→ **Exercise instructions**:
Below are some records; each one is to be set down again exactly.
Dataset records START
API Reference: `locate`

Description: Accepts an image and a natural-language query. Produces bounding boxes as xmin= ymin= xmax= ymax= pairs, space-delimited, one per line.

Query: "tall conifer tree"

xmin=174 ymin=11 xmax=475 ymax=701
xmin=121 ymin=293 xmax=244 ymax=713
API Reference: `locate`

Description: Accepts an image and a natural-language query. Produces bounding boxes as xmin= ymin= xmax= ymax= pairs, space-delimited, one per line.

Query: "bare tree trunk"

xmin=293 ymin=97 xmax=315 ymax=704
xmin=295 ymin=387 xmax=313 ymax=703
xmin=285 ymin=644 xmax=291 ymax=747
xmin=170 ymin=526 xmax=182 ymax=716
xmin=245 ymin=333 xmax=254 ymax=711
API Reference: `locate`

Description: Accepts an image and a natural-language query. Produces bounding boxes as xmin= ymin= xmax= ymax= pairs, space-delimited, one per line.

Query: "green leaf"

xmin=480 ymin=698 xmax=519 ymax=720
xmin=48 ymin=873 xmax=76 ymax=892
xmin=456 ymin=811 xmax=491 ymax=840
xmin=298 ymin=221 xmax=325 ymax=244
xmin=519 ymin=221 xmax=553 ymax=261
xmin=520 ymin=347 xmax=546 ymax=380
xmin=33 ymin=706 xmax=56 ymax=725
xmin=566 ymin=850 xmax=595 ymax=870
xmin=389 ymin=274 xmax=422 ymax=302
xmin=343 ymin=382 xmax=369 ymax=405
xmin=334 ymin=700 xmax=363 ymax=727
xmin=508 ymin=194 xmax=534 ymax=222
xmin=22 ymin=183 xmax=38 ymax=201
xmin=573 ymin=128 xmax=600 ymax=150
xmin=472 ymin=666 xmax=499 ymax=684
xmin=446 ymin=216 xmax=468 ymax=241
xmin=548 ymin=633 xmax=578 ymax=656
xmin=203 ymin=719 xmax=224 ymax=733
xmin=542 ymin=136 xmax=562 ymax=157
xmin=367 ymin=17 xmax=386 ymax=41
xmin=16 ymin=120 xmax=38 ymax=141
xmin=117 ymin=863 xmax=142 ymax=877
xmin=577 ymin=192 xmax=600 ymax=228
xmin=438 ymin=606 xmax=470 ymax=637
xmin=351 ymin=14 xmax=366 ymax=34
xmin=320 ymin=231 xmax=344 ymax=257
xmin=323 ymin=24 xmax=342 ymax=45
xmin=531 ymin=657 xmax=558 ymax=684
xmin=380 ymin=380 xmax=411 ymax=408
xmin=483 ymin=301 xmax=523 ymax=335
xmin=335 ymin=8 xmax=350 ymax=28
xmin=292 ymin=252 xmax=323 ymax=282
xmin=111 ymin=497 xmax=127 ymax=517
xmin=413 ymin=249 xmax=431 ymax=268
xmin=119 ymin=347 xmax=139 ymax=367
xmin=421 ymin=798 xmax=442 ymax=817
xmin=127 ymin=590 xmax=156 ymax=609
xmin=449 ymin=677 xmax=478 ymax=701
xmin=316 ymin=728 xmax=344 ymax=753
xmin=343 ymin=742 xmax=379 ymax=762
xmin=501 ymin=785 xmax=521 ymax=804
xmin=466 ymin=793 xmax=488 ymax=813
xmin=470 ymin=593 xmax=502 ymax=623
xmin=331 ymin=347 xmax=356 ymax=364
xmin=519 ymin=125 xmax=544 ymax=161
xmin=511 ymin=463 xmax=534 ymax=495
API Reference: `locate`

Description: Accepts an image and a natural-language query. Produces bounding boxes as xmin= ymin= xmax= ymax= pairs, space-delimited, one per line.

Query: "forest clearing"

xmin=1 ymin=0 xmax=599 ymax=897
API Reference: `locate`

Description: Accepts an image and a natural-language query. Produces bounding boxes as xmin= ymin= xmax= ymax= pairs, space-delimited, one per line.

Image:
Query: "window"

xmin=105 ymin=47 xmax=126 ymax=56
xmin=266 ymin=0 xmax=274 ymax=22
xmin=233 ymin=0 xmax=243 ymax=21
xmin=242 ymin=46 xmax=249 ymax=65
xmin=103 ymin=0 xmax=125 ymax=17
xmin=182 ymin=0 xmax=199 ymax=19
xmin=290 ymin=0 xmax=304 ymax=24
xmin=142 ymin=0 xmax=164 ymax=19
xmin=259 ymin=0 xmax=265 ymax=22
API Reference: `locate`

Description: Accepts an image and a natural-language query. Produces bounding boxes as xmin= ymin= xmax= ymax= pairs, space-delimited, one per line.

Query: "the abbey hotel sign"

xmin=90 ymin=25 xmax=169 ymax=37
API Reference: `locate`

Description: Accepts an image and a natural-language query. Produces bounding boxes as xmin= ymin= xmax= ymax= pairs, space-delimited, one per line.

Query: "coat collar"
Dataset records END
→ **Reply to the exercise**:
API Reference: `locate`

Description: Accepts an image and a natural-language query. Produces bounding boxes as xmin= ymin= xmax= ymax= pairs, space-delimited, one per line.

Query: "tall conifer tree"

xmin=174 ymin=11 xmax=475 ymax=701
xmin=121 ymin=293 xmax=244 ymax=713
API Reference: `locate`

Description: Accepts an image and a natural-language query. Produces bounding boxes as xmin= ymin= xmax= ymax= pairs, space-delimited, one per line.

Query: "bare tree trunk"

xmin=293 ymin=97 xmax=315 ymax=704
xmin=295 ymin=387 xmax=313 ymax=703
xmin=285 ymin=644 xmax=291 ymax=747
xmin=170 ymin=526 xmax=182 ymax=716
xmin=245 ymin=333 xmax=254 ymax=711
API Reference: `locate`

Description: Accepts an image and a natural-language query. Produces bounding boxes as xmin= ymin= xmax= ymax= pairs, space-delimited, one per line.

Query: "green leaf"

xmin=480 ymin=698 xmax=519 ymax=720
xmin=48 ymin=873 xmax=76 ymax=892
xmin=456 ymin=811 xmax=491 ymax=840
xmin=298 ymin=221 xmax=325 ymax=244
xmin=519 ymin=221 xmax=553 ymax=261
xmin=520 ymin=347 xmax=546 ymax=380
xmin=33 ymin=706 xmax=56 ymax=725
xmin=566 ymin=850 xmax=595 ymax=870
xmin=389 ymin=274 xmax=422 ymax=302
xmin=343 ymin=382 xmax=369 ymax=405
xmin=334 ymin=700 xmax=363 ymax=727
xmin=508 ymin=194 xmax=534 ymax=222
xmin=22 ymin=183 xmax=38 ymax=201
xmin=573 ymin=128 xmax=600 ymax=150
xmin=472 ymin=666 xmax=499 ymax=684
xmin=446 ymin=216 xmax=468 ymax=241
xmin=548 ymin=633 xmax=578 ymax=656
xmin=203 ymin=719 xmax=224 ymax=733
xmin=542 ymin=136 xmax=562 ymax=157
xmin=367 ymin=17 xmax=386 ymax=41
xmin=16 ymin=120 xmax=38 ymax=141
xmin=117 ymin=863 xmax=142 ymax=877
xmin=577 ymin=192 xmax=600 ymax=228
xmin=438 ymin=606 xmax=470 ymax=637
xmin=351 ymin=14 xmax=366 ymax=34
xmin=320 ymin=231 xmax=344 ymax=257
xmin=323 ymin=24 xmax=342 ymax=45
xmin=531 ymin=657 xmax=558 ymax=684
xmin=380 ymin=380 xmax=411 ymax=408
xmin=483 ymin=301 xmax=523 ymax=335
xmin=335 ymin=8 xmax=350 ymax=28
xmin=292 ymin=252 xmax=323 ymax=282
xmin=111 ymin=497 xmax=127 ymax=517
xmin=413 ymin=249 xmax=431 ymax=268
xmin=119 ymin=347 xmax=139 ymax=367
xmin=421 ymin=798 xmax=442 ymax=817
xmin=127 ymin=590 xmax=156 ymax=609
xmin=449 ymin=677 xmax=478 ymax=701
xmin=316 ymin=728 xmax=344 ymax=753
xmin=343 ymin=742 xmax=379 ymax=762
xmin=501 ymin=785 xmax=521 ymax=804
xmin=466 ymin=793 xmax=488 ymax=813
xmin=470 ymin=593 xmax=502 ymax=623
xmin=331 ymin=347 xmax=356 ymax=364
xmin=519 ymin=125 xmax=544 ymax=161
xmin=511 ymin=463 xmax=534 ymax=495
API Reference: `locate`

Description: Accepts an image and a natural-language query. Produces bounding boxes as xmin= ymin= xmax= ymax= pairs, space-delimited, one per line.

Query: "forest clearing"

xmin=1 ymin=0 xmax=599 ymax=897
API Reference: `locate`

Description: Accepts an image and a natural-language query. Produces bounding boxes as xmin= ymin= xmax= ymax= pairs, space-delimited, one per line.

Image:
Query: "window"

xmin=105 ymin=47 xmax=126 ymax=56
xmin=266 ymin=0 xmax=274 ymax=22
xmin=233 ymin=0 xmax=243 ymax=21
xmin=242 ymin=46 xmax=249 ymax=65
xmin=103 ymin=0 xmax=125 ymax=17
xmin=182 ymin=0 xmax=199 ymax=19
xmin=290 ymin=0 xmax=304 ymax=24
xmin=142 ymin=0 xmax=164 ymax=19
xmin=259 ymin=0 xmax=265 ymax=22
API Reference: `locate`

Description: Accepts an image and a natural-language query. Produces bounding boxes as xmin= ymin= xmax= ymax= pairs, space-delimited, one per line.

Query: "the abbey hotel sign"

xmin=90 ymin=25 xmax=169 ymax=37
API Reference: `locate`

Description: Accepts an image and a natural-language query. Produces bounding boxes as xmin= ymin= xmax= ymax= pairs, space-delimited, one per line.

Query: "coat collar"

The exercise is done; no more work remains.